● **Do this**:
Please put the records below into a Markdown table with the columns "Row" and "Line", numbering each row and leaving out blank lines. Cover only the part that opens with the line containing "Reviewer note: confirm that each instance of the dark" and runs through the end of the records, both ends included.

● **Records for this task**:
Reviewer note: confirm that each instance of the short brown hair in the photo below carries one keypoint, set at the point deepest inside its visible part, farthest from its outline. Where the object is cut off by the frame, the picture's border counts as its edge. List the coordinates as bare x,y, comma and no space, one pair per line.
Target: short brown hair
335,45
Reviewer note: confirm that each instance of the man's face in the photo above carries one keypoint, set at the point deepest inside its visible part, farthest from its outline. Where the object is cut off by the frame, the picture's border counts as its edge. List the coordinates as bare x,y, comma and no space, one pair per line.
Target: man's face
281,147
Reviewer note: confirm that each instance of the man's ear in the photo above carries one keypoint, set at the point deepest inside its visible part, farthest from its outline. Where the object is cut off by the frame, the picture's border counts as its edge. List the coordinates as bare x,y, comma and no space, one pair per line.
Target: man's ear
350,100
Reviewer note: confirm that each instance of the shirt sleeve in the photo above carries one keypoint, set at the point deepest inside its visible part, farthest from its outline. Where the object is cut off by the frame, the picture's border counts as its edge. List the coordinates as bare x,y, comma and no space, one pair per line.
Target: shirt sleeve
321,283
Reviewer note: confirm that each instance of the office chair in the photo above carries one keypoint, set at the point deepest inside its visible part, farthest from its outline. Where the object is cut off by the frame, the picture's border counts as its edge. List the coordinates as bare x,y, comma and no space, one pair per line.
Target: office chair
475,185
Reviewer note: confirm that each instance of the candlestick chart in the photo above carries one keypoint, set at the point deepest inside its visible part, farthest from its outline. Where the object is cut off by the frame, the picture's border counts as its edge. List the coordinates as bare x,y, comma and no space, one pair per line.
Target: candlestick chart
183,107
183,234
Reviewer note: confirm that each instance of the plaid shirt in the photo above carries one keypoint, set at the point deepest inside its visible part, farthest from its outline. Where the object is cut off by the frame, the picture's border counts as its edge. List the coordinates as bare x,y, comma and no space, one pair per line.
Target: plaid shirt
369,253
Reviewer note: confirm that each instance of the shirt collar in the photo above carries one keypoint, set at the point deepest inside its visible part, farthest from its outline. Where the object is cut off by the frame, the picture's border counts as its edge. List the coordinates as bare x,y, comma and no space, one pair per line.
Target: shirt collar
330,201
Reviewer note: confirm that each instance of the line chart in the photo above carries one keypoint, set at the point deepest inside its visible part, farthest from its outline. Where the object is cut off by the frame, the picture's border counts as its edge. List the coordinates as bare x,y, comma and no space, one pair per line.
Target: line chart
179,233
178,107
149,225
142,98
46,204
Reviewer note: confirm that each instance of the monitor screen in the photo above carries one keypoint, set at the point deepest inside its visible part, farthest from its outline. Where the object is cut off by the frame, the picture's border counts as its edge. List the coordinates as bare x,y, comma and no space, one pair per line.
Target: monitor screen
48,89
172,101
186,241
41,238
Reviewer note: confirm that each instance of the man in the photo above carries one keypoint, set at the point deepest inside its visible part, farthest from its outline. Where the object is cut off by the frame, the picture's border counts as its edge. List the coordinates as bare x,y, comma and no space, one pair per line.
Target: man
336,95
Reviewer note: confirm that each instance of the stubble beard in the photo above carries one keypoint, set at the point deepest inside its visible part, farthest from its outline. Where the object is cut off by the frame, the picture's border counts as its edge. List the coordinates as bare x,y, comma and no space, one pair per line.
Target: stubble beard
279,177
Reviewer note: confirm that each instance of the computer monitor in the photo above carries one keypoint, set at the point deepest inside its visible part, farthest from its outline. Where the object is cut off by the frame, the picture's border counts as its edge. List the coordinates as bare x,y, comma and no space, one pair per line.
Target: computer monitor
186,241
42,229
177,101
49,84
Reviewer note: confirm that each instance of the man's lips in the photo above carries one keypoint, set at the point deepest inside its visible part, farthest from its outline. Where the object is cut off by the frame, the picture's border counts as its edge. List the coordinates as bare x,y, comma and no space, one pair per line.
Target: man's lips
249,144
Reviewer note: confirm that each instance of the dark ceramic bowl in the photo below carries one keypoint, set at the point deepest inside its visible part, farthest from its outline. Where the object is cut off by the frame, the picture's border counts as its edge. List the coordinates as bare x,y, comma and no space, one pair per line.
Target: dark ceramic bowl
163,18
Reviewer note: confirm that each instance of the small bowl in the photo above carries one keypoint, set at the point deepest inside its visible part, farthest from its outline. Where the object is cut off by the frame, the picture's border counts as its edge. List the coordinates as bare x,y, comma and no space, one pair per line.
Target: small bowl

● **Response**:
| Row | Line |
|---|---|
| 1 | Reviewer note: confirm that each instance of the dark ceramic bowl in the photo below carries one keypoint, set at the point deepest inside its visible part, farthest from its outline. Where the object is cut off by the frame, the picture's border counts as its edge. List the coordinates as bare x,y, comma and no space, one pair per line. |
| 2 | Target: dark ceramic bowl |
| 3 | 163,18 |
| 4 | Reviewer note: confirm that each instance of the small bowl in the photo above carries one keypoint, set at the point deepest inside its visible part, farthest from its outline. Where the object is cut off by the frame, the picture's border counts as its edge. List the coordinates as bare x,y, comma and no space, one pair per line. |
| 5 | Target: small bowl |